Stored data entries
◆ ◆ ◆

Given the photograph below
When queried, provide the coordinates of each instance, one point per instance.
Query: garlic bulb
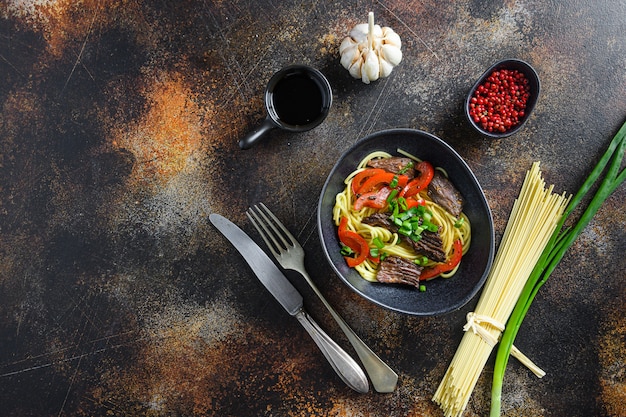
(370, 52)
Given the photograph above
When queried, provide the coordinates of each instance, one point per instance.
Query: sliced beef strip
(394, 164)
(396, 270)
(430, 245)
(442, 191)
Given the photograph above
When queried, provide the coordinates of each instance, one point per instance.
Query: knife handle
(346, 367)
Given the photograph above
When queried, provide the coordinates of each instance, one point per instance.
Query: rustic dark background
(119, 124)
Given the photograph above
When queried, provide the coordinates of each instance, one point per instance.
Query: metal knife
(289, 297)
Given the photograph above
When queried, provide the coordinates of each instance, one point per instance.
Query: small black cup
(297, 99)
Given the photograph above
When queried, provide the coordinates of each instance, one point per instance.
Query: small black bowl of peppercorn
(502, 99)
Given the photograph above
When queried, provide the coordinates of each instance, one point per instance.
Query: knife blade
(291, 300)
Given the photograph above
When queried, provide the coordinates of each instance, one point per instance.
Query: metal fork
(290, 255)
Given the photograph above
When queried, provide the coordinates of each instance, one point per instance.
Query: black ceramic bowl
(533, 79)
(442, 295)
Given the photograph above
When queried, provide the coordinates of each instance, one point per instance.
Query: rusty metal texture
(119, 125)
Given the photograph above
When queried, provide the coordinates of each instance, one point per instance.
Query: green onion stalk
(559, 243)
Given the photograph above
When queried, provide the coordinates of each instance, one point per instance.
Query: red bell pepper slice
(355, 242)
(362, 176)
(449, 265)
(419, 183)
(383, 178)
(373, 199)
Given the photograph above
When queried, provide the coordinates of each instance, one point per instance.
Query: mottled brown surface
(119, 125)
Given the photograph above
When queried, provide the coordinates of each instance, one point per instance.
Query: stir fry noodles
(400, 220)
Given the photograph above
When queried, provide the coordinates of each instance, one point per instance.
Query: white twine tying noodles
(475, 324)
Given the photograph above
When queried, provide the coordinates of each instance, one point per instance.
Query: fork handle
(383, 377)
(346, 367)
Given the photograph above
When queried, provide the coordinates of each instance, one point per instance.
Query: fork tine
(286, 231)
(263, 231)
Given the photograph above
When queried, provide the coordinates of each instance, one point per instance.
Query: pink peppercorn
(499, 103)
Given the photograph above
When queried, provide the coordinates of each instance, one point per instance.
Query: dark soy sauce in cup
(298, 99)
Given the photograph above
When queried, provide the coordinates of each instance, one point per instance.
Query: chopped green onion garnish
(392, 195)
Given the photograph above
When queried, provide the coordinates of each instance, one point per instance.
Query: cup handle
(255, 136)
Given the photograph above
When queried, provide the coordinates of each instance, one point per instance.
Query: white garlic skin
(370, 64)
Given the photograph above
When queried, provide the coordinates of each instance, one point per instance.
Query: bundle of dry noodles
(533, 219)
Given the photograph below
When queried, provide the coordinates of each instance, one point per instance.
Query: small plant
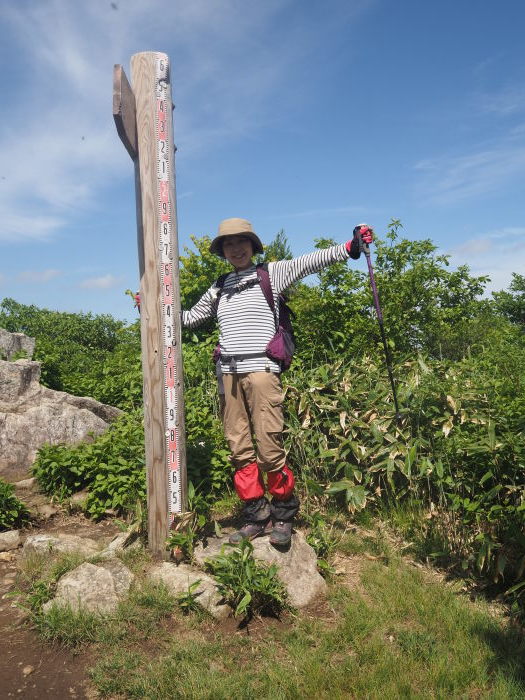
(188, 602)
(185, 532)
(322, 540)
(248, 586)
(13, 513)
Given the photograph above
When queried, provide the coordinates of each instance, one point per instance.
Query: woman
(253, 397)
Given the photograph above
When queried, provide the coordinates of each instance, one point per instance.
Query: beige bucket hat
(235, 227)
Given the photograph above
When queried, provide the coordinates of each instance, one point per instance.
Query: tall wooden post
(143, 116)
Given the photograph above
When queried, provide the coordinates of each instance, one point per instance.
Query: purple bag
(281, 347)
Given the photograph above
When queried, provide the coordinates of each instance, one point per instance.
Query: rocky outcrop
(94, 587)
(179, 578)
(31, 415)
(14, 343)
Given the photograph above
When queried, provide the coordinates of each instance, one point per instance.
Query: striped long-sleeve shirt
(246, 322)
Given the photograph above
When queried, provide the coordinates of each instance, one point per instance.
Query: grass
(409, 638)
(398, 633)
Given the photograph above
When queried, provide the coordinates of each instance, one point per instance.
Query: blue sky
(307, 115)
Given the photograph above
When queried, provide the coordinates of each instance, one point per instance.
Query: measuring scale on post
(168, 257)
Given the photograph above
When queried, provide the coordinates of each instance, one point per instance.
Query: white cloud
(38, 276)
(228, 71)
(328, 211)
(446, 180)
(104, 282)
(496, 254)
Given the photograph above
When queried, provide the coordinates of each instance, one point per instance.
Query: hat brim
(216, 244)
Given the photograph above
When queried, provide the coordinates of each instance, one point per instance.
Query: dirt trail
(30, 669)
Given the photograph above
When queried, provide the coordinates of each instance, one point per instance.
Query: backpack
(281, 347)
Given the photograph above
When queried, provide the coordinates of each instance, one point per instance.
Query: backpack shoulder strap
(221, 280)
(264, 280)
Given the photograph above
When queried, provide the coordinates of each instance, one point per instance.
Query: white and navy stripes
(246, 322)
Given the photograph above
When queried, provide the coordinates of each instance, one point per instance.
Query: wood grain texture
(124, 111)
(143, 81)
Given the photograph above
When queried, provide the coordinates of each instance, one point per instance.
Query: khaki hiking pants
(254, 410)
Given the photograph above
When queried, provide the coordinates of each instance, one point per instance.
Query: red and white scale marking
(165, 151)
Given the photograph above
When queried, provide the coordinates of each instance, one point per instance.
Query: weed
(13, 513)
(248, 586)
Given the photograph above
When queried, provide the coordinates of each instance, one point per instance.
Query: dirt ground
(30, 669)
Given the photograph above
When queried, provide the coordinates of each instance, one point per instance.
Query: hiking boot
(281, 533)
(248, 532)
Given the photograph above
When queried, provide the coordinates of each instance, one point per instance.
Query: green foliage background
(456, 458)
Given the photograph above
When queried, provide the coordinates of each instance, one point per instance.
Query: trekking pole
(364, 248)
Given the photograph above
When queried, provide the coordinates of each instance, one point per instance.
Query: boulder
(44, 544)
(178, 579)
(297, 565)
(12, 343)
(93, 587)
(9, 540)
(126, 540)
(31, 415)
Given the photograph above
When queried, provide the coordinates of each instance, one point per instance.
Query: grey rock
(297, 566)
(126, 540)
(9, 540)
(31, 415)
(11, 343)
(93, 587)
(42, 544)
(178, 578)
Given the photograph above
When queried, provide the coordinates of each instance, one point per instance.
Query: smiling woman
(253, 393)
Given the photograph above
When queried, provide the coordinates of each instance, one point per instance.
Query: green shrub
(111, 467)
(13, 513)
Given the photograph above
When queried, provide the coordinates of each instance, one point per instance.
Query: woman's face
(238, 251)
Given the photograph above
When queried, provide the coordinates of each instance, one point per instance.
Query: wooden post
(143, 116)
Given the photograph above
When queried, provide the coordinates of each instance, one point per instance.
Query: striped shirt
(246, 322)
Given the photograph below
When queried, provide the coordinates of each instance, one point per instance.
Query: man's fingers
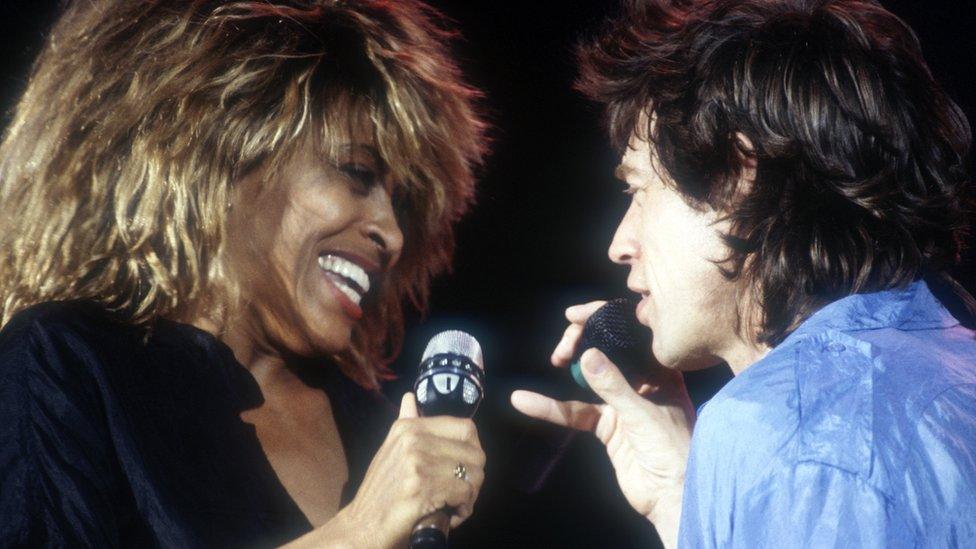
(607, 382)
(564, 351)
(572, 414)
(577, 314)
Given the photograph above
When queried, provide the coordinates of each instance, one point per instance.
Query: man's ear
(746, 154)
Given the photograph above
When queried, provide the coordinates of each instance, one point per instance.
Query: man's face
(671, 248)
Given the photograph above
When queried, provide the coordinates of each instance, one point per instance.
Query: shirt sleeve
(806, 504)
(58, 474)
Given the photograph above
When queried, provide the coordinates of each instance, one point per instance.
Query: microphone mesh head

◆ ◆ ◆

# What needs to be done
The records shown above are to be repeated exactly, with the pictures left out.

# Reply
Given the photograph below
When queried, provide the coordinates of each instance, one point per instance.
Query: garlic bulb
(370, 52)
Given the photograph above
When queried, provide the coordinates of each instance, one point per instance.
Query: sliced beef strip
(394, 164)
(396, 270)
(430, 245)
(442, 191)
Given the photograph above
When queried, provide the coordinates of each instance, one point per instance.
Query: knife handle
(346, 367)
Given the photograph above
When queried, provide the coordinates of each instance, one point per instance.
Query: rustic dark background
(119, 124)
Given the photograph above
When queried, provide the coordinates of each instance, one point per instance.
Query: metal knife
(289, 297)
Given the photograph above
When queried, provide the coordinates of each instance, one point per instance.
Query: small black cup
(297, 99)
Given the photograph above
When queried, provide the coordinates of each instance, one point per instance.
Query: small black bowl of peppercorn
(502, 99)
Given the photograph above
When queried, provide the coordinates of each instance, one point per instance.
Query: knife blade
(291, 300)
Given the photograph above
When queried, provide the coordinates of each instance, one point per instance.
Query: metal fork
(290, 255)
Given the photograph above
When queried, provide the coordinates of each instance, one point per instance.
Query: black ceramic bowl
(533, 79)
(442, 295)
Given the photograph above
When queried, provide the coordinates of each instance, one point per instance.
Query: rusty metal texture
(119, 125)
Given the photograph above
When queried, provide the coordinates of each instance, one point per instance.
Query: green onion stalk
(559, 243)
Given the photograph above
When queried, provide the coordinates of each instance, one point per instance.
Query: red bell pepper slice
(355, 242)
(362, 176)
(449, 265)
(419, 183)
(383, 178)
(373, 199)
Given the photograph above
When queried, provide the coordinates of each instance, one point per instance.
Query: mottled brown surface
(119, 125)
Given the photograph above
When queried, provide the coordinates of each instance, one point per instance.
Query: stir fry noodles
(400, 220)
Given the photograph above
When queried, provide the coordinates of each instance, one point per instance.
Query: white twine tying noodles
(475, 324)
Given the photograph above
When queried, provide the coordinates of each instance, one point per instance.
Query: fork handle
(383, 377)
(346, 367)
Given the photograph above
When queried, provide the coordinates of each instance, one point per instance.
Query: fork tine
(286, 231)
(263, 231)
Given the photograph above
When queried, provide the coordinates of each instance, one point per instance.
Query: pink peppercorn
(499, 103)
Given the photograph above
When queried, provide the coordinates of each instance, one point per instance.
Query: dark soy sauce in cup
(298, 99)
Given the photograph above
When queried, provide the coordinates of each instance, one point per instance.
Query: chopped green onion garnish
(392, 195)
Given the photograph above
When queried, provide the coordinates of each instance, one point per instance.
Query: cup handle
(255, 136)
Given the photograph above
When queried, provide the coordinates of each instance, one point per instance.
Query: white garlic skin
(370, 64)
Given the photograph above
When queried, provide the coordinates of each instance, one point per instance.
Query: bundle of dry noodles
(533, 219)
Given the photograph below
When queried, provide the coordinates of each instance, one point per instance.
Query: small plant
(188, 602)
(185, 532)
(322, 540)
(248, 586)
(13, 513)
Given the photograph above
When queried, provide the coordinates of each instance, one point per instance.
Query: woman
(253, 397)
Given the photograph above
When queried, provide the coordinates of each instance, one point per instance.
Query: beige bucket hat
(235, 227)
Given the photograph above
When queried, provide the coordinates of each instance, one point per instance.
Query: tall wooden post
(143, 116)
Given the photograph above
When queried, provide the coordinates of each instance, one point per instance.
Query: purple bag
(281, 347)
Given the photograph above
When queried, provide the coordinates of each instance, one point per instance.
Query: rocky outcrop
(94, 587)
(179, 578)
(31, 415)
(14, 343)
Given the photograph above
When queried, provide the coordinates of each instance, one point per instance.
Query: striped long-sleeve shirt
(246, 322)
Given the photograph above
When queried, provide the coordinates of each instance, one point per instance.
Query: grass
(409, 638)
(398, 633)
Given the photograph above
When queried, provide the coordinates of each instance, one point per instance.
Query: blue sky
(307, 115)
Given the photograph above
When queried, provide the coordinates of each instance, one point per instance.
Query: measuring scale on post
(168, 257)
Given the photograph above
When queried, provide the coordinates of each instance, one point per instance.
Query: white cloud
(38, 276)
(228, 71)
(328, 211)
(446, 180)
(104, 282)
(496, 254)
Given the photograph above
When queried, provide the coordinates of each instance, one point per instance.
Query: hat brim
(216, 244)
Given the photograph above
When queried, provide the coordinates of each instance, one point per instance.
Query: dirt trail
(30, 669)
Given the photograph above
When queried, provide the coordinates of each instance, one point per instance.
Query: backpack
(281, 347)
Given the photograph above
When queried, provide the coordinates of each instance, one point per instance.
Query: backpack shoulder strap
(221, 280)
(264, 280)
Given the photograph above
When queried, provide the coordinates of each instance, one point per instance.
Query: white and navy stripes
(246, 322)
Given the photograph above
When queried, provide the coordinates of each instance, one point per instance.
Query: wood grain texture
(124, 111)
(143, 81)
Given the photograph above
When queried, provide the coordinates of each instance, one point per instance.
Query: khaki hiking pants
(254, 410)
Given the photograph above
When queried, provide the coordinates of each instance, one point per instance.
Query: red and white scale marking
(165, 151)
Given the photograph above
When queried, provide the coordinates of each instance, one point per instance.
Query: weed
(13, 513)
(248, 586)
Given the photograph above
When queried, provide the coordinates of each instance, one point per instance.
Query: dirt ground
(30, 669)
Given the photograph above
When queried, provide the coordinates of each instance, one point per instance.
Query: hiking boot
(281, 533)
(248, 532)
Given the photograph above
When queried, provide the coordinates of each instance, one point per instance.
Query: green foliage background
(456, 458)
Given the photograph above
When queried, provide the coordinates of each instance, one point per instance.
Query: trekking pole
(364, 248)
Given the photograph above
When queried, provide the coordinates of each instance, one point per instance.
Query: boulder
(44, 544)
(178, 579)
(297, 565)
(12, 343)
(93, 587)
(9, 540)
(126, 540)
(31, 415)
Given the photograph above
When queried, provide the coordinates of each instance, one point per instance.
Query: grey rock
(297, 566)
(126, 540)
(9, 540)
(31, 415)
(11, 343)
(93, 587)
(42, 544)
(178, 578)
Given the photograph above
When queried, provide the coordinates of each instance, one point per instance.
Query: smiling woman
(253, 393)
Given the photograph above
When queried, provide the coordinates of each instance, one point per instance.
Query: green shrub
(111, 467)
(13, 513)
Given the photograph above
When queried, provide the coordinates of each instance, one point per instance.
Query: woman's face
(238, 251)
Given the photograph above
When queried, provide the coordinates of each instance, one point per instance.
Query: wooden post
(143, 116)
Given the photograph above
When queried, provide the coordinates of each instance, one point per instance.
Query: striped shirt
(246, 322)
Given the photograph below
When queried, provide the coordinates of each instance, one point per instance.
Query: man's fingers
(607, 382)
(564, 351)
(572, 414)
(577, 314)
Given the photograph above
When queried, provide the coordinates of each instance, one point per instance.
Query: man's ear
(746, 154)
Given the photograph above
When queried, provide the coordinates of each instance, one point per instance.
Query: man's face
(671, 248)
Given the photograph above
When queried, provide the coordinates of each instance, one point per instance.
Query: shirt sleeve
(806, 504)
(58, 474)
Given the photograph above
When queried, provide the coordinates of each instance, one point per instance.
Query: microphone mesh head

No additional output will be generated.